» **Saved entries**
------------------------------------------------------------
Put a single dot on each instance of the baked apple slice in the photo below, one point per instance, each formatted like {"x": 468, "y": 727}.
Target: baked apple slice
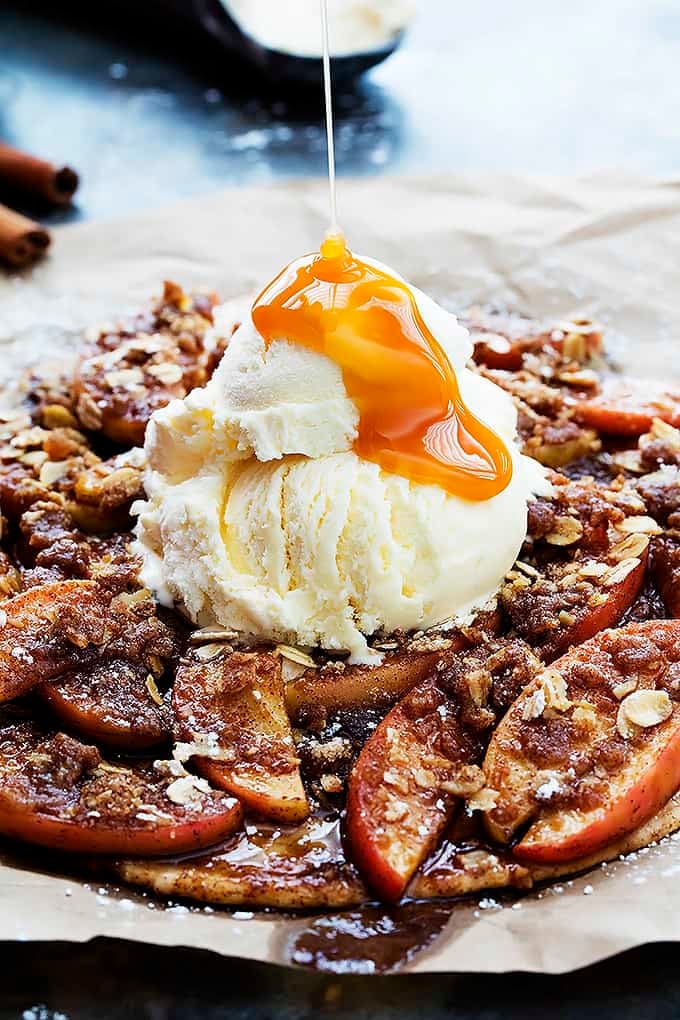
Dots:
{"x": 338, "y": 685}
{"x": 237, "y": 698}
{"x": 582, "y": 568}
{"x": 59, "y": 793}
{"x": 504, "y": 341}
{"x": 114, "y": 703}
{"x": 298, "y": 869}
{"x": 666, "y": 571}
{"x": 591, "y": 749}
{"x": 628, "y": 407}
{"x": 422, "y": 760}
{"x": 132, "y": 371}
{"x": 47, "y": 630}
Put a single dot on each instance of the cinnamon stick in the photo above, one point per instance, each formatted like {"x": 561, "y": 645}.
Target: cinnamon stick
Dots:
------------------------------------------------------------
» **Task requirements**
Search the records above for the string "single" and copy each line that holds it.

» **Result**
Put a single dot on each instance of the baked apple slice in the photo below, one point per instance, each formatted like {"x": 468, "y": 727}.
Put a single dot on each instance of the cinnamon stick in the photo above, one point per instance, each formatted like {"x": 561, "y": 645}.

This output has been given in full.